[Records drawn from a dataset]
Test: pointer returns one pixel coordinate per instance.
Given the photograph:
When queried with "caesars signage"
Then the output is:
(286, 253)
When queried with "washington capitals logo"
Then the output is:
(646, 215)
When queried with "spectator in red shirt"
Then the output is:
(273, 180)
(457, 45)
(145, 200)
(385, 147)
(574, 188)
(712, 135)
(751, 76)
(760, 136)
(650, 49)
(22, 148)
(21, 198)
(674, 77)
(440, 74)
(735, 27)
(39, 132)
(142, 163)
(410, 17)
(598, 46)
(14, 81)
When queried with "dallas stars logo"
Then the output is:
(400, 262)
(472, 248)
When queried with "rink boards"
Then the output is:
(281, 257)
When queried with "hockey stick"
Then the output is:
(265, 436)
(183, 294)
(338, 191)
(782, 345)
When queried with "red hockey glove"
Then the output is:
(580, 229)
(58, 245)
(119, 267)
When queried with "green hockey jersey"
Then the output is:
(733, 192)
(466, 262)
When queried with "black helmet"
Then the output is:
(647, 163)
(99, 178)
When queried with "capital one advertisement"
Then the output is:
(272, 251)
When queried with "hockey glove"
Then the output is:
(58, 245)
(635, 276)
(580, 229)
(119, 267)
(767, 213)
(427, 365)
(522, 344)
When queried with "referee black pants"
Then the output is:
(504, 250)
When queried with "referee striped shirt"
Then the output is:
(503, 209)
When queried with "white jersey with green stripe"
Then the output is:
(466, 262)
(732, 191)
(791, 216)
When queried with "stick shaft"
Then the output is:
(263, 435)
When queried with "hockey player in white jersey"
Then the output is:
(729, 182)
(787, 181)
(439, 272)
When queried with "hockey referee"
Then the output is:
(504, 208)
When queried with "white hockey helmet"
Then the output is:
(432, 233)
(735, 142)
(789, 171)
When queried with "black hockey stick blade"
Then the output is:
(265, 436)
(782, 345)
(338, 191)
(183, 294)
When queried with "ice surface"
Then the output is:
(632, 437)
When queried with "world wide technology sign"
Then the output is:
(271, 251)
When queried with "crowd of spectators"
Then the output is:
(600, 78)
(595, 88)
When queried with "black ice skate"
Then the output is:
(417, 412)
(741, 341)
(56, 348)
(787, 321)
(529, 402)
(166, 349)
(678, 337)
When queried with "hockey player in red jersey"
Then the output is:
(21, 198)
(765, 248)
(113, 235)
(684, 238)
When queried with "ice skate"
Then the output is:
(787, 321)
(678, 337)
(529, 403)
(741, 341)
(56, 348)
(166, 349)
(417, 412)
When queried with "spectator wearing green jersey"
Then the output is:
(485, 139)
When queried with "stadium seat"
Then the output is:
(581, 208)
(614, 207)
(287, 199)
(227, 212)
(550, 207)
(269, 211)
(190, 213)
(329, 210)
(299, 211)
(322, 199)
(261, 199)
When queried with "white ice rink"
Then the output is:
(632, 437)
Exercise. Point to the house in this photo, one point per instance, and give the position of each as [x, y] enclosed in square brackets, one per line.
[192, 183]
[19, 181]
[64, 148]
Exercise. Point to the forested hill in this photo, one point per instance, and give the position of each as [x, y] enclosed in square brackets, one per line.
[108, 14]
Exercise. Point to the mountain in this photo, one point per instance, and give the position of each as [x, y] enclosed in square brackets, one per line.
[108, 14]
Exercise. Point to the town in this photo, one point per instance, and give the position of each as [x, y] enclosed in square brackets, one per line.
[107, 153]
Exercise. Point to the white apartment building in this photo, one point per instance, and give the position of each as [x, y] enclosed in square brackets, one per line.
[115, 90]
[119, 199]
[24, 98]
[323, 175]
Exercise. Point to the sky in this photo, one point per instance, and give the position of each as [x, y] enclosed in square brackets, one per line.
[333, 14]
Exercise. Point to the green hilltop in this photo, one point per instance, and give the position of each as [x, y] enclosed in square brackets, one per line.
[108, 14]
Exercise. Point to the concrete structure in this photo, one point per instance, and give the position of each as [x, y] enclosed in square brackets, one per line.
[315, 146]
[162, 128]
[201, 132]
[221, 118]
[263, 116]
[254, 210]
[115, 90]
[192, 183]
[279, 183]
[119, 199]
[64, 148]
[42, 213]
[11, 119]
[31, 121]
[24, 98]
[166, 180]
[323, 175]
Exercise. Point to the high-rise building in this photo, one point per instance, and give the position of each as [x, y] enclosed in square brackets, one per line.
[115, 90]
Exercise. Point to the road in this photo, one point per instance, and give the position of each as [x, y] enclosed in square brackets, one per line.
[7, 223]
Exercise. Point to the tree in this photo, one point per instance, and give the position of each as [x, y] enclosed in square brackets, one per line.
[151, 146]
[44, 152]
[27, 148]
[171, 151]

## WHAT THE EXERCISE ASKS
The answer should be the complete set of records, printed exactly.

## ANSWER TO THE PROBLEM
Test: pointer returns one pixel coordinate per instance.
Given the photograph:
When queried with "caesars signage"
Then the output is:
(286, 253)
When queried with "washington capitals logo"
Then the output is:
(646, 215)
When queried with "spectator in red shirt"
Then the output is:
(273, 180)
(457, 45)
(145, 200)
(385, 147)
(574, 188)
(712, 135)
(751, 76)
(760, 136)
(650, 49)
(22, 148)
(21, 198)
(674, 77)
(440, 74)
(735, 27)
(39, 132)
(142, 163)
(410, 17)
(598, 46)
(14, 81)
When queried with "dallas stars logo"
Then the output is:
(400, 262)
(472, 248)
When queried with "rink boards"
Then the output is:
(281, 257)
When queried with "hockey stick"
Then the output is:
(265, 436)
(183, 294)
(338, 191)
(782, 345)
When queried with "red hockey glove"
Then the output is:
(580, 229)
(58, 245)
(119, 267)
When queried with "green hockey jersey"
Then the output is:
(733, 192)
(466, 262)
When queried with "black helmet"
Then the output is:
(647, 163)
(99, 178)
When queried with "capital one advertisement"
Then the output is:
(272, 251)
When queried with "hockey glove"
Then the output is:
(58, 245)
(635, 276)
(580, 229)
(119, 267)
(767, 213)
(427, 365)
(522, 344)
When queried with "referee black pants"
Then the output is:
(504, 250)
When queried with "referee striped shirt"
Then the output is:
(503, 209)
When queried with "white jersey with green stripe"
Then the output is:
(466, 262)
(732, 191)
(791, 216)
When queried with "stick shaft"
Then the output is:
(263, 435)
When queried with "hockey player in white jersey"
Then the output is:
(729, 182)
(787, 181)
(439, 272)
When queried with "hockey referee"
Then the output is:
(504, 208)
When queried with "white hockey helmet"
Then the output is:
(432, 233)
(735, 142)
(789, 171)
When queried with "black hockey stick blade"
Then the output is:
(265, 436)
(782, 345)
(338, 191)
(183, 294)
When queried with "ice surface"
Then the output is:
(632, 437)
When queried with "world wide technology sign"
Then the output is:
(271, 251)
When queried with "crowd of spectators"
Then the output is:
(600, 78)
(595, 88)
When queried with "black ice skate"
Then the output is:
(417, 412)
(741, 341)
(56, 348)
(787, 321)
(529, 402)
(166, 349)
(678, 337)
When queried with "hockey player in red jersey"
Then the output is:
(21, 198)
(765, 248)
(113, 235)
(684, 238)
When queried with "ice skate"
Then the output is:
(787, 321)
(678, 337)
(529, 403)
(741, 341)
(56, 348)
(166, 349)
(417, 412)
When queried with "spectator wearing green jersey"
Then the output is:
(485, 139)
When queried with "stadium seat"
Then the output is:
(581, 208)
(614, 207)
(287, 199)
(227, 212)
(550, 207)
(269, 211)
(190, 213)
(329, 210)
(299, 211)
(322, 199)
(261, 199)
When queried with "white ice rink"
Then the output is:
(632, 437)
Exercise. Point to the house in this photo, one point per instance, and give the position of each as [x, y] enclosed in square brackets, one per line.
[192, 183]
[19, 181]
[64, 148]
Exercise. Point to the forested hill in this photo, one point per instance, and give the position of each as [x, y] enclosed in square brackets, one per line.
[108, 14]
Exercise. Point to the mountain in this photo, one point per instance, and give the position of each as [x, y] enclosed in square brackets, one per line.
[108, 14]
Exercise. Point to the town in this photo, one point per instance, and give the position of each as [x, y] enclosed in square brackets, one per line.
[107, 153]
Exercise. Point to the white apartment building in this photo, one point per instance, and give the position of each as [x, y] enclosed in square brackets, one per line.
[115, 90]
[119, 199]
[24, 98]
[323, 175]
Exercise. Point to the sky in this photo, one point per instance, and give the position of each as [x, y] enclosed in square brackets, one per line.
[333, 14]
Exercise. Point to the green hilltop in this photo, one point per instance, and give the position of each as [x, y] enclosed in square brackets, one per line.
[108, 14]
Exercise. Point to the concrete structure in this photo, one point per instance, and give the position of each as [x, y] enclosed in square brackets, one per line.
[315, 146]
[162, 128]
[201, 132]
[221, 118]
[263, 116]
[254, 210]
[115, 90]
[192, 183]
[279, 183]
[119, 199]
[64, 148]
[42, 213]
[11, 119]
[31, 121]
[24, 98]
[166, 180]
[323, 175]
Exercise. Point to the high-rise building in this photo, one point per instance, and give the position of each as [x, y] enclosed in square brackets, one per line.
[115, 90]
Exercise. Point to the road in this photo, one point per instance, and give the position of each as [x, y] enclosed in square brackets, one per line.
[7, 223]
Exercise. Point to the tree in this photo, one point per instance, and give the position of each as [x, y] enclosed in square brackets, one per line.
[151, 146]
[44, 152]
[27, 148]
[171, 151]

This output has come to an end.